SOURCE
----

The carefully designed disaster at Fannie and Freddie

The situation at the mortgage giants of Fannie Mae and Freddie Mac continue to get worse. The news yesterday is that Fannie Mae lost another $25.2 Billion last quarter and has requested another $15.2 Billion bailout just to stay afloat.

“We expect the market conditions that contributed to our net loss for each quarter of 2008 to continue and possibly worsen in 2009, which is likely to cause further reductions in our net worth,” Fannie Mae said in a statement.

The other player here, Freddie Mac, is watching defaults on its mortgage debts accelerate to record highs. Freddie will need another bailout as well.

This all sounds very tragic, not to mention costly for the taxpayer, but would it surprise you to learn that this was no accident? It was designed by the Bush Administration.

Unwinding the East Asian Currency Crisis

The major stock market indexes hit their lowest levels since 1997 on Friday. What has that got to do with Fannie and Freddie?
Nothing directly. However, indirectly the two are connected. You see 1997 was the start of the East Asian Currency Crisis.

The Asian countries collectively decided to never allow themselves to be vulnerable to foreign lenders and the IMF ever again. To do this they began a process of "self-insurance".
What this involved was using their large trade surpluses with America to accumulate oversized foreign currency reserves. For the nations of Indonesia, South Korea, Thailand, Taiwan, and Malaysia, that means holding around $500 Billion of dollar-assets in their central banks. Far more than they would need outside of a new currency crisis. China and Japan each hold around $1 Trillion in foreign currency reserves.

To do this those East Asian nations bought massive amounts of American bonds, mostly treasuries, but also Agency bonds such as Fannie Mae and Freddie Mac. By the end of 2006, Asian investors owned 32% of all U.S. Treasuries and 13% of all U.S. Agency bonds.
What this has done is allowed America to rely on the world's savings, rather than its own. It's artificially held down interest rates in America, which has encouraged borrowing (as opposed to saving) which led directly to the Real Estate Bubble. In fact, the mortgage titles of tens of thousands of Americans are currently being held somewhere on the other side of the Pacific.

This brings up another news article from last week of direct relevance.

Feb. 20 (Bloomberg) -- Asian investors won’t buy debt and mortgage-backed securities from Fannie Mae and Freddie Mac until they carry explicit U.S. guarantees, similar to those given on bonds issued by Bank of America Corp. or Citigroup Inc.

Quite an amazing turnaround, doncha' think?

----

DATA RECORDS
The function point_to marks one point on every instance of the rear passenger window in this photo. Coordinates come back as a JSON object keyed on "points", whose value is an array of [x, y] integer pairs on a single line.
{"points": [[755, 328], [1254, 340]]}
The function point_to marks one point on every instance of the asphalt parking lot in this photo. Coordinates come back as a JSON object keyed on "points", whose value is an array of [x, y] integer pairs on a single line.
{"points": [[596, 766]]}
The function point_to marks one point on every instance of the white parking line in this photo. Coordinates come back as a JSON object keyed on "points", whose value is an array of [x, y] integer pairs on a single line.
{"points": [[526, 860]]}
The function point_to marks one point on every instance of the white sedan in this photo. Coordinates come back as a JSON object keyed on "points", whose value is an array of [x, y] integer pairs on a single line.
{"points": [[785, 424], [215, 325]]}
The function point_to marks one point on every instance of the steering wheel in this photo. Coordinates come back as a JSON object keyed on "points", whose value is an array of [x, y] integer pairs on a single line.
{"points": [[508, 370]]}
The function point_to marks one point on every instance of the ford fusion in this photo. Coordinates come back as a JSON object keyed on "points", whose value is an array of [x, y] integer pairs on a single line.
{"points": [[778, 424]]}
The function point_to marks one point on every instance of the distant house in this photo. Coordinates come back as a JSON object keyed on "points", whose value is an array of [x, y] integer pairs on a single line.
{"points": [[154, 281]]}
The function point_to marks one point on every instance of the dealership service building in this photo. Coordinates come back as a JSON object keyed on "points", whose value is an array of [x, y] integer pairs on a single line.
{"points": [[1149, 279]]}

----

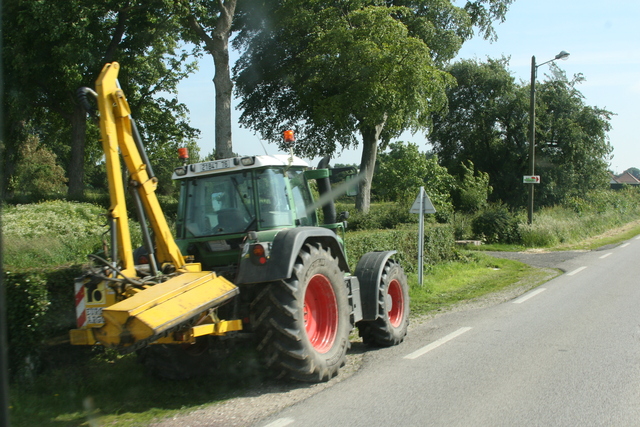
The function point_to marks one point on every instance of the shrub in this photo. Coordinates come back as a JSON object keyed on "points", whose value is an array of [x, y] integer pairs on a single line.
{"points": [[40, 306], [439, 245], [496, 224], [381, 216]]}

----

WRITTEN INSTRUCTION
Resume the article on the losses at Fannie Mae and Freddie Mac, writing on from its final line.

EXPECTED ANSWER
So how did we get from point A, where foreigners couldn't buy our Agency bonds fast enough, to point B, where foreigners won't buy those bonds without the direct backing of the American taxpayer? And how did Fannie and Freddie get in a situation that they had to be nationalized to keep from going under?
To answer that question we need to go all the way back to 2001, shortly after Bush took over the White House.

Lies, Cover Ups, and the Making of a Disaster

When the Federal Reserve panicked in 2001 and cut interest rates down to 1%, Wall Street was flooded with cheap money. So what do you think happens when you mix cheap money with Wall Street bankers?

for years, observers have wondered how Fannie could manage its inherently risky portfolio without a whiff of volatility. Now, thanks to Fannie's regulator, we know the answer. The company was cooking the books. Big time.

Lay and Skilling at Enron were amateurs compared to the boyz at Fannie Mae and Freddie Mac.

As part of a scandal that's been running nearly two years, Fannie Mae has "misstated earnings" to the tune of $10.8 billion. That's some tune.

Freddie Mac had their own $5 Billion scandal. The accounting scandal was so large that even Fannie and Freddie didn't know what was in their portfolio. They failed to register with the SEC for at least eight quarters.

Considering the massive size of this scandal, how did Fannie and Freddie manage to avoid being heavily regulated or even nationalized? They spent $170 million lobbying Congress and another $19.3 million in direct campaign contributions. In other words, they legally bribed the people who were supposed to be regulating them.

Now let's fast forward to March 2008.
The housing bubble had burst. The economy was melting down. Real leadership was needed, so the Bush Administration swung into action.

By reducing the extra cushion of capital the two companies have been required to hold since 2004, the regulator, the Office of Federal Housing Enterprise Oversight, is enabling the companies to invest $200 billion more in home loans. In essence, the companies are being allowed to take billions of dollars that had been used as a reserve against possible further losses and invest that money now in the housing market.
But critics said that if the housing market continued to decline, the move could put the two companies on a less sure footing and ultimately require a huge taxpayer bailout.
“I think it’s very dangerous and it’s a sign that people are very frightened,” said Thomas H. Stanton, an expert on the two companies who teaches a course on credit risk at Johns Hopkins University. “At a time in which finance companies are holding questionable assets and facing losses, regulators typically require more capital, not less.”

"“Additional capital will enable the companies to help more homeowners and will strengthen the underlying fundamentals of the mortgage market.”
- Treasury Secretary Paulson

The Bush Administration had Fannie and Freddie cut their capital reserves to buy assets which were collapsing in price, even while the GSE's were entering a period where they were going to take massive losses.

Freddie Mac and its fellow GSE Fannie Mae are now financing more than 80 percent of all mortgages in the U.S., up from 40 percent a year ago.
"We are nearly the only game in town, and we think we are going to be able to enjoy that position for a number of years," Piszel said.

On top of that, the size of the mortgages that Fannie and Freddie were allowed to buy was increased.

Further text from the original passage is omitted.